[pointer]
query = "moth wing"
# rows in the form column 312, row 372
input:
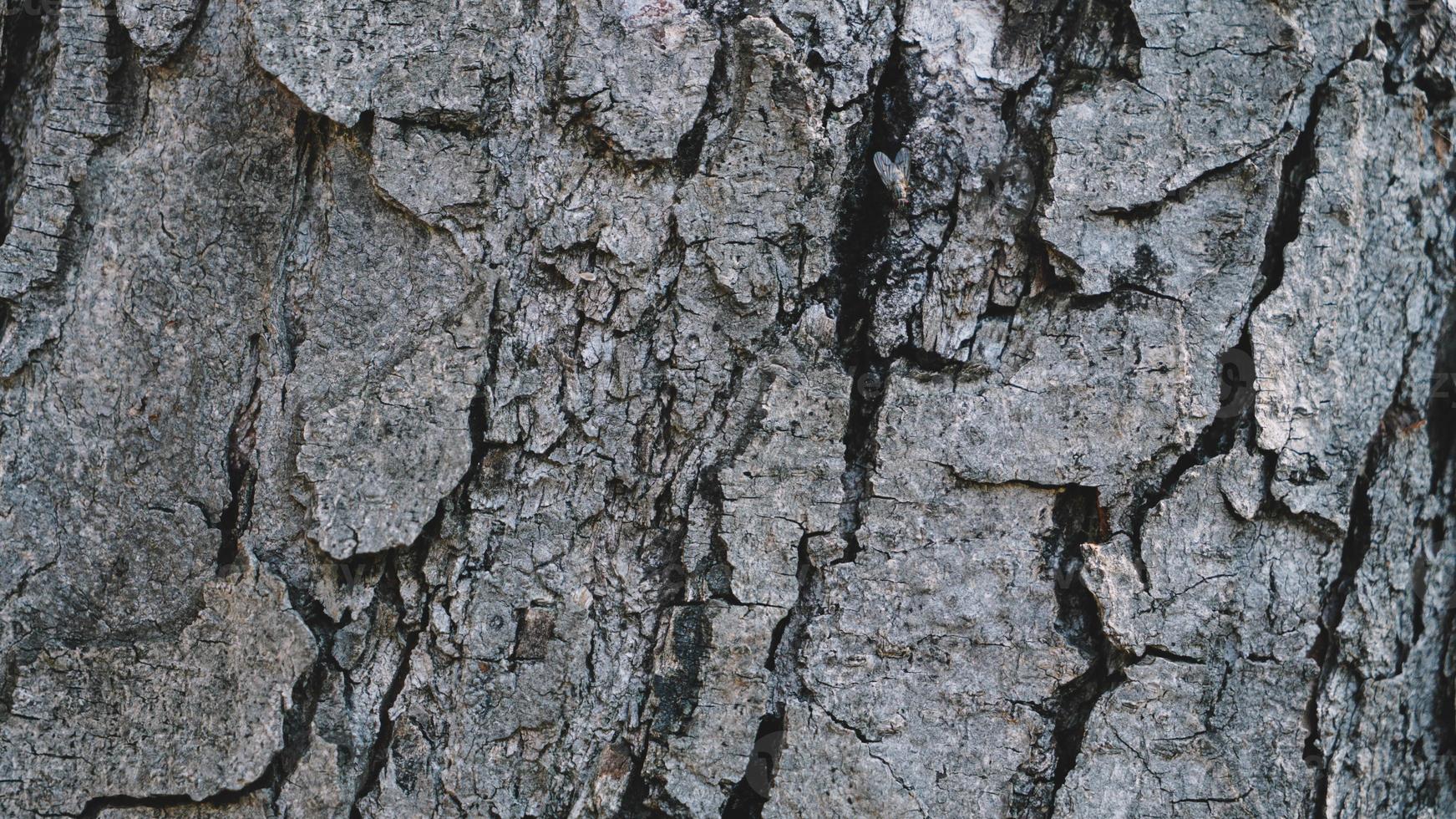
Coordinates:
column 885, row 168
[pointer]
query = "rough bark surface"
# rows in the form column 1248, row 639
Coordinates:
column 540, row 409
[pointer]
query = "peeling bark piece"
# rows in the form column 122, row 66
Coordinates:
column 641, row 70
column 1066, row 382
column 434, row 60
column 533, row 630
column 35, row 266
column 209, row 707
column 379, row 464
column 1215, row 582
column 1180, row 739
column 938, row 648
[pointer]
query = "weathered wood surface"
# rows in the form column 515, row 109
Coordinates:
column 540, row 409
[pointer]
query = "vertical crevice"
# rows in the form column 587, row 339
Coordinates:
column 242, row 472
column 752, row 793
column 21, row 33
column 1076, row 519
column 1327, row 642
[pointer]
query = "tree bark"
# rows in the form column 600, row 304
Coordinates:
column 545, row 409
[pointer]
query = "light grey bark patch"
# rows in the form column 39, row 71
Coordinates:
column 209, row 705
column 379, row 464
column 437, row 58
column 1321, row 392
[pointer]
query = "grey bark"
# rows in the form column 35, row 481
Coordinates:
column 497, row 409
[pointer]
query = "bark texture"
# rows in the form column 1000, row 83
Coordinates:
column 540, row 409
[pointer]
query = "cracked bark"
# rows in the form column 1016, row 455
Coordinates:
column 544, row 410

++++++

- **Aim of the exercise**
Swap each "bark" in the lines above for "trunk", keeping everything else the same, and leave the pictures out of your answer.

- **Exercise solution**
[pointer]
query = "moth wing"
# rows in the form column 312, row 372
input:
Coordinates:
column 885, row 168
[pointer]
query = "rough trunk surface"
# rows in the form column 1248, row 639
Coordinates:
column 540, row 409
[pointer]
query = "peeling trunk piece"
# rows in the form column 122, row 66
Coordinates:
column 641, row 70
column 1066, row 382
column 434, row 60
column 533, row 630
column 35, row 266
column 209, row 707
column 379, row 464
column 1215, row 582
column 1180, row 739
column 938, row 648
[pointer]
query = "weathered wood surface"
# rows in the form column 515, row 109
Coordinates:
column 540, row 409
[pointer]
query = "vertical crevice"
# rows in the form column 587, row 339
Coordinates:
column 242, row 472
column 752, row 793
column 21, row 33
column 1076, row 519
column 1327, row 642
[pointer]
query = "tree trunk"
# rows in the form column 600, row 304
Coordinates:
column 545, row 409
[pointer]
query = "light grey trunk patch"
# rows in the form column 39, row 71
Coordinates:
column 209, row 705
column 379, row 464
column 437, row 58
column 1321, row 392
[pointer]
query = "grey trunk"
# rows in the form column 35, row 481
Coordinates:
column 497, row 409
[pointer]
query = "trunk texture"
# rows in the form column 1000, row 83
Coordinates:
column 540, row 409
[pointer]
query = "cracked trunk"
# rows in the form column 1016, row 455
Coordinates:
column 544, row 410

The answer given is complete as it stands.